[INSTRUCTIONS FOR THE TASK]: Once the line containing "Pin every instance of the spectator" is found, please copy it and all lines after it through the end of the records, exactly, leaving out pictures.

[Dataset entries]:
▬▬▬▬▬▬▬▬▬▬
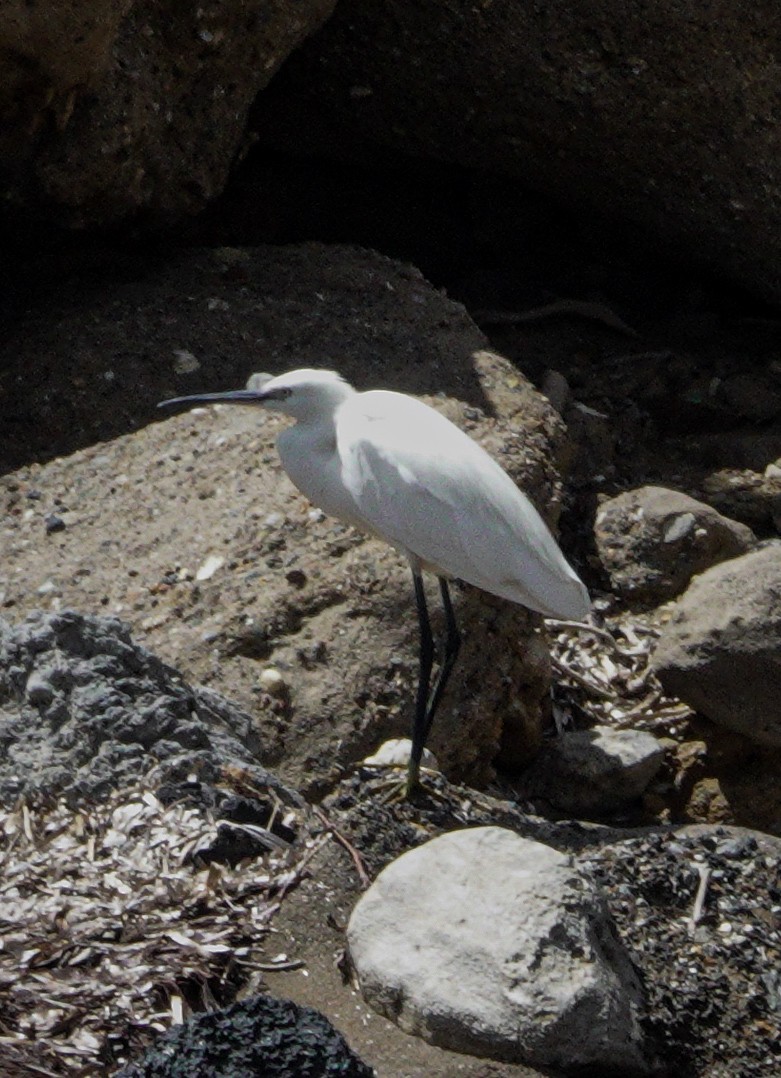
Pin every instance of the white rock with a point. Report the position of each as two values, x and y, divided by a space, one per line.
396 754
209 567
593 771
484 942
272 681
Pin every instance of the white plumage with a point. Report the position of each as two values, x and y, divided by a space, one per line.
397 469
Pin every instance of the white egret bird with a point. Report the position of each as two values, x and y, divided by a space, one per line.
395 468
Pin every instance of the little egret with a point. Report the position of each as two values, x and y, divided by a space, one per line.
395 468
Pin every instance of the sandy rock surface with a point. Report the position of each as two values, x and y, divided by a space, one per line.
190 530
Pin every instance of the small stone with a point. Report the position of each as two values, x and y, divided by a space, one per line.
273 682
39 689
396 754
53 524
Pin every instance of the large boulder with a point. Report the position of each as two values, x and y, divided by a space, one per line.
721 651
122 107
489 943
653 540
658 119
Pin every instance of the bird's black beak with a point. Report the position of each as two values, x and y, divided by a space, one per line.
230 397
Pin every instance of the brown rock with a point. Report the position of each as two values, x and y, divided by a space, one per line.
720 651
113 108
653 540
286 586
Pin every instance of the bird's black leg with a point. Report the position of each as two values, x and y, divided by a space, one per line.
421 723
452 646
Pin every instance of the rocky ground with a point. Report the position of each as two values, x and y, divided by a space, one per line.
187 530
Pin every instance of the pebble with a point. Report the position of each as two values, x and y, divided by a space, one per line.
273 682
53 523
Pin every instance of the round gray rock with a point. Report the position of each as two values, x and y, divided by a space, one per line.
594 771
721 651
484 942
652 541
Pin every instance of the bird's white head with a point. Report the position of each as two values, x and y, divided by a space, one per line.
304 395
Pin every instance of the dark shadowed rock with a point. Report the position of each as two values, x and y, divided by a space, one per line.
665 121
84 709
117 107
273 1038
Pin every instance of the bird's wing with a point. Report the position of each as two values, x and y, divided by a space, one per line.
433 493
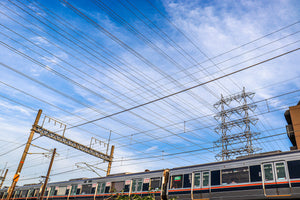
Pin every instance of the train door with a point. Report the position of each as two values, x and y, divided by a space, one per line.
200 185
275 178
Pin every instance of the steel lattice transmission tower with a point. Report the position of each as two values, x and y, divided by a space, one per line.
235 126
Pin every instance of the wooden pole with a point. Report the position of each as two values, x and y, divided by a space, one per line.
3 178
19 169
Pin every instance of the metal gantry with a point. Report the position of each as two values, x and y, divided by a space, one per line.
60 138
237 117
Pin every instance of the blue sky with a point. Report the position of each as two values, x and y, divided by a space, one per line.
83 60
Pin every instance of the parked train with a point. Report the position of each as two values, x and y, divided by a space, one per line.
274 175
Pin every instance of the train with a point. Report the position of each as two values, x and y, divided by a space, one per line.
272 175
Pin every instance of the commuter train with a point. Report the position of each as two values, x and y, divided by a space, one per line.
273 175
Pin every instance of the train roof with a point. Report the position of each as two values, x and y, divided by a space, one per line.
242 158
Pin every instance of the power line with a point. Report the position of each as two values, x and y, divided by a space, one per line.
190 88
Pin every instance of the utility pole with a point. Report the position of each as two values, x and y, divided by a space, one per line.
19 169
47 177
110 160
3 178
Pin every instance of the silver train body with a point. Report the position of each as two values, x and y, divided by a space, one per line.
274 175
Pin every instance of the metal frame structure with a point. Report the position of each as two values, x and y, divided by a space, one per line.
244 122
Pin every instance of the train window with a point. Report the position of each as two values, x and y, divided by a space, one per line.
86 189
100 188
146 184
73 190
187 180
294 167
107 187
31 193
215 177
117 186
24 193
17 194
155 183
236 175
268 172
93 190
36 192
197 182
255 173
62 191
52 191
176 181
136 185
4 195
205 179
280 171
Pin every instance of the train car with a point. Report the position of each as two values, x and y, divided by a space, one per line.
149 183
273 175
265 176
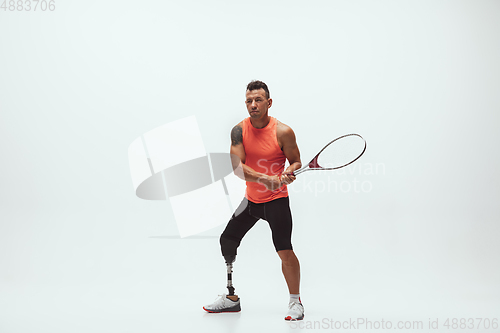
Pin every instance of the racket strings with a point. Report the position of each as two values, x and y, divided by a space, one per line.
341 152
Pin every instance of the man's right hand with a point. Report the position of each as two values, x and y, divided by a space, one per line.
271 182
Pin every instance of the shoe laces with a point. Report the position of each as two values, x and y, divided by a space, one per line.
295 304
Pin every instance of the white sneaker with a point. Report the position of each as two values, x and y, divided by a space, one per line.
223 304
295 311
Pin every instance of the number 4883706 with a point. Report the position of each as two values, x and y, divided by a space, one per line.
28 5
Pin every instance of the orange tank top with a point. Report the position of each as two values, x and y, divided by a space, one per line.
264 155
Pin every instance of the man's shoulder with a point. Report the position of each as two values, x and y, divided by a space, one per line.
283 129
237 134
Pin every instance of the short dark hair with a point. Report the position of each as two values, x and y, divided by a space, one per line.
256 85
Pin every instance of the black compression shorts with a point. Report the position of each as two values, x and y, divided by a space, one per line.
276 213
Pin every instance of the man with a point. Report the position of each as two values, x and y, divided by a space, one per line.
261 144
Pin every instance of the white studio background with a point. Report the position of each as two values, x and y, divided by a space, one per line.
420 80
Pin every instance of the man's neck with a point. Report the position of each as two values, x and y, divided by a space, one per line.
260 123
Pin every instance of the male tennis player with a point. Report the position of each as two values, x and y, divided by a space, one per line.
262 144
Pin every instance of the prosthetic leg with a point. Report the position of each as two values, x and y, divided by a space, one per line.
228 249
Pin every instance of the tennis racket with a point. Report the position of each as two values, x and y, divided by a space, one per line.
337 154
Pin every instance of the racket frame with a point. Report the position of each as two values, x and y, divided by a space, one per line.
313 165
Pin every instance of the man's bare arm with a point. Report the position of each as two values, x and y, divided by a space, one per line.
243 171
291 151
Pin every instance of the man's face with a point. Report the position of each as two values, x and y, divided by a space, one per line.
257 103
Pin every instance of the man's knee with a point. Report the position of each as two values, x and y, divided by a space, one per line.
228 248
286 255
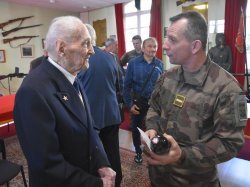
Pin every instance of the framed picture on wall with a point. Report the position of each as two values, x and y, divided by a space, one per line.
2 56
27 51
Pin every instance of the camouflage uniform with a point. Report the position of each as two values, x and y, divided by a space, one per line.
205 112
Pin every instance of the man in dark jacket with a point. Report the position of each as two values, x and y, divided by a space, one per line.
52 118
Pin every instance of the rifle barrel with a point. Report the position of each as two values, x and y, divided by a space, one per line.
18 28
2 25
7 40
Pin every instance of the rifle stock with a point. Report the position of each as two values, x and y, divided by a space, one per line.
7 40
2 25
18 28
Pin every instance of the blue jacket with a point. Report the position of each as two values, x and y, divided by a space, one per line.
58 140
137 72
99 83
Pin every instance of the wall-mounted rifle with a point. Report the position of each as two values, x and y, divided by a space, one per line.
19 28
8 40
2 25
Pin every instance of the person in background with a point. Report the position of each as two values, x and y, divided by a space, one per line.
221 53
99 82
141 76
111 47
199 107
53 121
137 51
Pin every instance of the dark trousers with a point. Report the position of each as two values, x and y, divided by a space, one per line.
110 140
137 121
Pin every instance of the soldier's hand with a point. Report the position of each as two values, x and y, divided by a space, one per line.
108 176
172 156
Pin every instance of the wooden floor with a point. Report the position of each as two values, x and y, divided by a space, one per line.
233 173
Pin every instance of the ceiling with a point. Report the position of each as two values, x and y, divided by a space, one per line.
70 5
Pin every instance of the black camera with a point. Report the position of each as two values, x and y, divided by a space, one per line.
159 144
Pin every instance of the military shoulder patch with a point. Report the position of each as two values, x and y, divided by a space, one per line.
242 108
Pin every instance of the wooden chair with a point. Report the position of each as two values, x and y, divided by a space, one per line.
9 170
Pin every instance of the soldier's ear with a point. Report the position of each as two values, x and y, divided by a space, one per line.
196 46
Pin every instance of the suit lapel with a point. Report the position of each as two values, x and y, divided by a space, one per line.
67 94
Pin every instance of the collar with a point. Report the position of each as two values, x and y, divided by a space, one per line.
195 78
69 76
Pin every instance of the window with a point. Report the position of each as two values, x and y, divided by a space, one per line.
136 21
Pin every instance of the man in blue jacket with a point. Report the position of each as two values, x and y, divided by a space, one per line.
99 82
141 76
52 118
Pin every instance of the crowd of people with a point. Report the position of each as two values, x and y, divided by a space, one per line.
67 110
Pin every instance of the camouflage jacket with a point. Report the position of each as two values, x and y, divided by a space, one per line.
205 112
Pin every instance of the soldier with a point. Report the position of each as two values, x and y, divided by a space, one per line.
221 53
199 108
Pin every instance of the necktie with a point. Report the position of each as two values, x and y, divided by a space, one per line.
76 86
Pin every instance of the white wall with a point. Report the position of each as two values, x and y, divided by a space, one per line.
44 16
107 13
13 55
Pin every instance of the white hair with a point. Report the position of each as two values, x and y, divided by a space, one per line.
64 28
92 33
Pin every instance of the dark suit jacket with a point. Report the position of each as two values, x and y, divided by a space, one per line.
58 140
99 82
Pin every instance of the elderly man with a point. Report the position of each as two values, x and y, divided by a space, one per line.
99 83
53 118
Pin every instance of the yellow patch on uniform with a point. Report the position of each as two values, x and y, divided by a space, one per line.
179 100
242 108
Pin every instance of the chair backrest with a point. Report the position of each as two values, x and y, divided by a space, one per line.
2 149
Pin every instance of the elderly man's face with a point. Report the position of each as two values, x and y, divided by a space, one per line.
77 53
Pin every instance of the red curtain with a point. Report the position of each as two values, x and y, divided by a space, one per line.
120 29
155 25
232 20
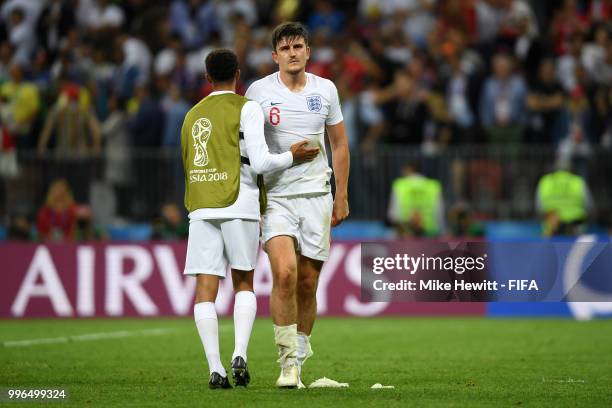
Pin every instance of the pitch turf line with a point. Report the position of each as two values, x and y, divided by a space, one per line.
88 337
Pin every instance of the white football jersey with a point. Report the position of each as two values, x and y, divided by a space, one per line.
292 117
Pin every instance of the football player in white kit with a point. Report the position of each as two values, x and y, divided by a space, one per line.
226 235
300 212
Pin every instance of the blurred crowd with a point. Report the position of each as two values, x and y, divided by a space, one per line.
109 77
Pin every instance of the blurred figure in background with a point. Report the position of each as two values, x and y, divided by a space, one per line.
461 222
172 225
22 100
545 102
73 122
57 218
563 200
502 103
416 205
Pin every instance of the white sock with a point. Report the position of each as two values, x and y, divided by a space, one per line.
303 347
286 340
245 309
205 317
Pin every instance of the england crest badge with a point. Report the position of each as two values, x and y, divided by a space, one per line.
314 103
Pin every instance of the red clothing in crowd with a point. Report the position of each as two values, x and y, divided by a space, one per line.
54 225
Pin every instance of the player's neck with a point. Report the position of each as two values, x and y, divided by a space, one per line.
224 86
294 82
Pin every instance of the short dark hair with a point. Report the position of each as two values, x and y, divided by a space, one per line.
221 65
290 31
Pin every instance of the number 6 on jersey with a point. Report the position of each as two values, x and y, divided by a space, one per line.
274 116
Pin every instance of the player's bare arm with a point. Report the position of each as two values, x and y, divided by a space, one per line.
302 153
340 162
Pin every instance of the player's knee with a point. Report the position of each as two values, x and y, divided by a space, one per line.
307 287
285 280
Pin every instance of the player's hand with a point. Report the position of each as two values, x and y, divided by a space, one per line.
302 154
340 211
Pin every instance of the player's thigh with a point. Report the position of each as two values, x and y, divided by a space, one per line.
241 241
205 249
315 227
280 219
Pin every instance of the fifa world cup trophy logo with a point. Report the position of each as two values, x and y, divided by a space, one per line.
200 132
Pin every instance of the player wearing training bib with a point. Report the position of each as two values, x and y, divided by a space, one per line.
223 149
299 106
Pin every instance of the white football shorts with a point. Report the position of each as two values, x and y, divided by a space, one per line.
306 218
214 244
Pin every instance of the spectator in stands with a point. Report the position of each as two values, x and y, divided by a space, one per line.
568 63
57 218
21 36
545 101
462 223
6 55
117 144
171 225
502 102
563 200
73 122
19 228
416 205
56 20
23 102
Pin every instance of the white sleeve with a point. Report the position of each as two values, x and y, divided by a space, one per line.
251 93
262 161
335 112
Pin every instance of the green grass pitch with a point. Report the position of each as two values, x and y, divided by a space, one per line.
430 361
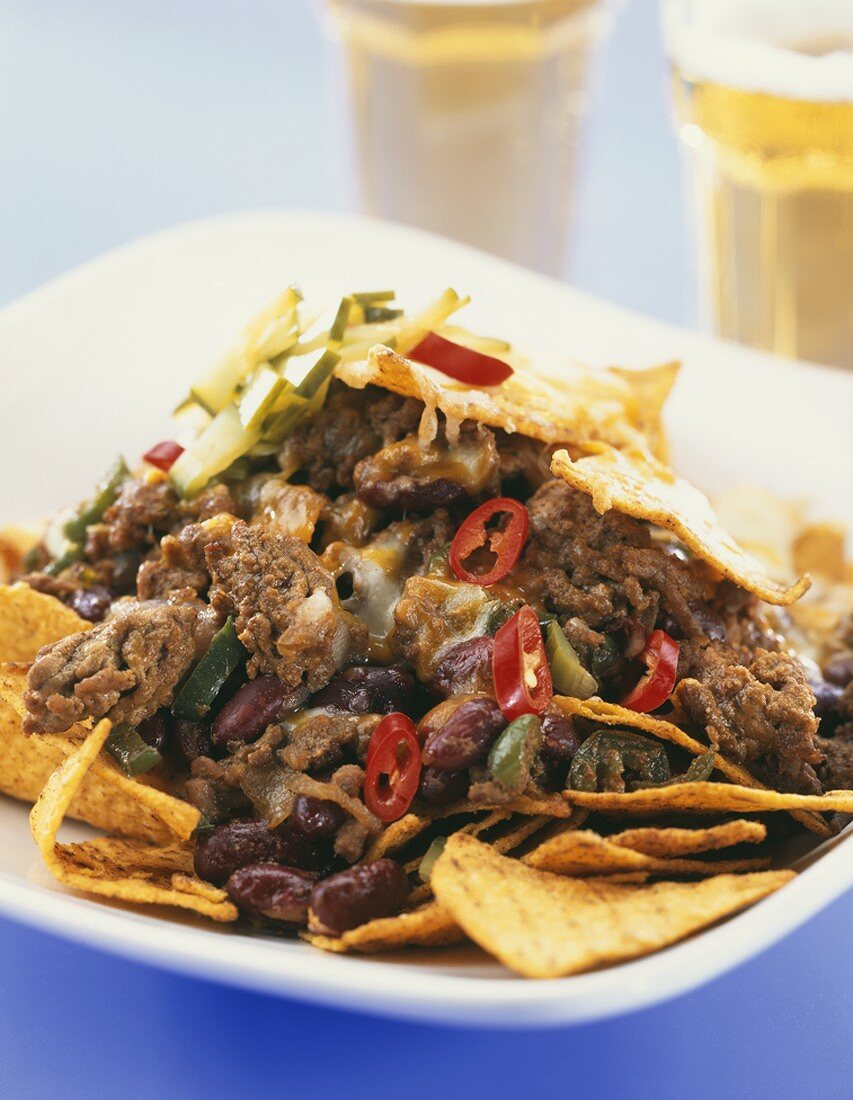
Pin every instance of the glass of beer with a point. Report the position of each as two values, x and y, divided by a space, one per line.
764 101
467 116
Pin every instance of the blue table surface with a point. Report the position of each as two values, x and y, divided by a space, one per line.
119 119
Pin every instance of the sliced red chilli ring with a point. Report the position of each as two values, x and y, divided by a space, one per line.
393 767
163 455
655 688
505 542
465 364
520 667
▬▬▬▬▬▬▬▬▬▬
[RESPONSE TO THIS EXERCISE]:
Pin every instance of the spectator in stands with a point. Report the position of each as two values, x and y, divided by a space, one per line.
568 63
57 218
21 36
545 101
462 223
6 55
117 144
171 225
502 102
563 200
73 122
19 228
416 205
56 20
23 102
Pin every instance of the white sleeve with a point. Report the position of each as two values, x and y, divided by a space, one per line.
251 93
262 161
335 112
Pin every instance of the green grass pitch with a point. Report the position of each as two values, x and y, divided by a space, one per line.
430 361
Pin every instance of the glass of beer with a point. Report the position of each as two values, x and y, divided by a space, one per line.
764 101
467 116
Pin every instance of the blue table surface with a point. Report the position of each as two values, x and y, divided by a space, one per line.
119 119
Pin every instance of the sliced red chilli ring with a point. Report the position of each as two values, x and y, divided by a space, one per line.
393 767
163 455
655 688
505 542
465 364
520 667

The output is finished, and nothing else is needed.